▸ Problem to work on
Omit images. Retype all entries verbatim.

▸ Information shown

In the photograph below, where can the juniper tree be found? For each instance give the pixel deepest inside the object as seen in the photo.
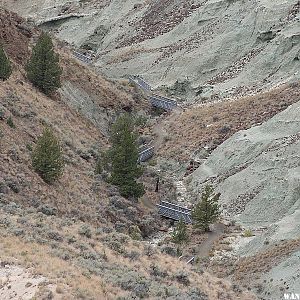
(207, 211)
(43, 68)
(180, 234)
(47, 157)
(5, 65)
(124, 155)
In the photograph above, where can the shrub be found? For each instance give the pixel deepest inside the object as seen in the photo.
(47, 157)
(85, 230)
(124, 155)
(43, 68)
(5, 66)
(180, 234)
(10, 122)
(207, 210)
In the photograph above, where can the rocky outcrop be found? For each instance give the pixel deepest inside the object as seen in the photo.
(257, 172)
(227, 45)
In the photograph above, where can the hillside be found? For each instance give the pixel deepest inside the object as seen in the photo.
(73, 240)
(234, 68)
(199, 49)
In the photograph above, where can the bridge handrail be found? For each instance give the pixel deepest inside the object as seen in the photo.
(162, 98)
(175, 205)
(169, 208)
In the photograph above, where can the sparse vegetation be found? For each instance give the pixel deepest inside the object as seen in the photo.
(180, 234)
(207, 210)
(10, 122)
(125, 169)
(5, 65)
(43, 68)
(47, 157)
(248, 233)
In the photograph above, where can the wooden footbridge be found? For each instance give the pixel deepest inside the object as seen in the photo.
(175, 212)
(155, 100)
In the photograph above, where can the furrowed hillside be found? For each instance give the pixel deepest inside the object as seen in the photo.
(77, 238)
(198, 49)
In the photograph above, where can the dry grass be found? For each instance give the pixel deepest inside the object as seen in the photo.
(264, 261)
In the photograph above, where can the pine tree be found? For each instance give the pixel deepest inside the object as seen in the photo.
(124, 154)
(43, 68)
(207, 211)
(180, 234)
(5, 66)
(47, 157)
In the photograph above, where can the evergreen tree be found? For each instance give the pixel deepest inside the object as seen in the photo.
(43, 68)
(207, 211)
(180, 234)
(5, 66)
(124, 155)
(47, 157)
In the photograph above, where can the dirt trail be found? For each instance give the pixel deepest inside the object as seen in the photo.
(204, 248)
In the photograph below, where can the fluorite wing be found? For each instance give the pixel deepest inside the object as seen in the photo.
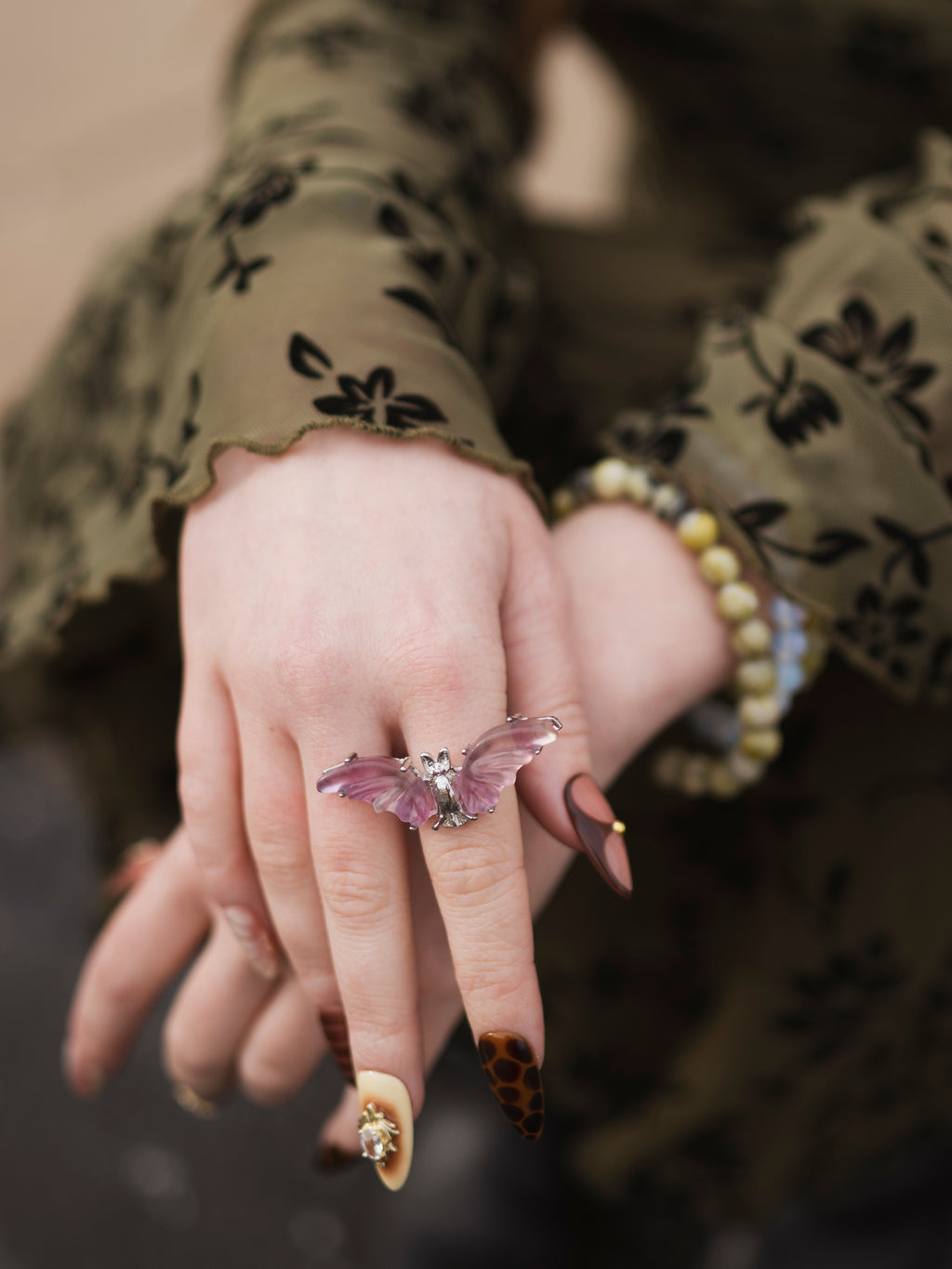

▸ Reply to the exercise
In the photograph below, where can the juniper tree be found? For each instance give the pixel deepest inside the object as seen in the photo.
(207, 211)
(43, 68)
(180, 234)
(47, 157)
(5, 65)
(124, 155)
In the photograph above, where can the shrub be found? For each instance give the pixel deepest inside the object as seen in the photo.
(47, 157)
(85, 230)
(124, 155)
(43, 68)
(5, 66)
(180, 234)
(10, 122)
(207, 210)
In the photograph above, where can the rocky outcrop be found? For each instance give the pixel deepest inside the object as seen in the photo.
(257, 172)
(227, 45)
In the photograph above, where can the hillside be found? For each instance give the pixel deepest inside the object as seen in the photo.
(73, 240)
(234, 68)
(199, 49)
In the photograph above, where can the bridge handrail be found? For each instance give the pixel deepest inside the object as seen in the photo.
(162, 98)
(175, 205)
(169, 208)
In the photograph above, where can the sparse vegetation be found? For each instance give the pixel deepest inside the object as seen in the photo.
(180, 234)
(207, 210)
(10, 122)
(125, 169)
(5, 65)
(43, 68)
(47, 157)
(248, 233)
In the photograph above, where can the wooden footbridge be found? For each instance give the pixel deepest inside the object as seen in the photo.
(175, 212)
(155, 100)
In the photograph above, where can the furrowed hillside be found? For each instance give the pixel deepest inside the object as seen in the photo.
(77, 238)
(198, 49)
In the photograph above, where can the dry grass be found? For each instance give the pixel deepest inside the object as seen in the photo.
(264, 261)
In the photograph above, where can the pine tree be found? For each instance give the pixel deepest inside the object as seen in the photo.
(124, 154)
(43, 68)
(207, 211)
(180, 234)
(5, 66)
(47, 157)
In the photograph above, where can the evergreen tree be found? For each instance give the pixel deepest inside the object as seen in the photo.
(43, 68)
(207, 211)
(180, 234)
(5, 66)
(124, 155)
(47, 157)
In the photograph above, where can the dirt trail be found? For each instance give the pixel deepest inside the object as seen in the photo.
(204, 248)
In the photograph below, where can the fluorite wing be found? For each instance give the pixel deepest inside the object as seen in the photo.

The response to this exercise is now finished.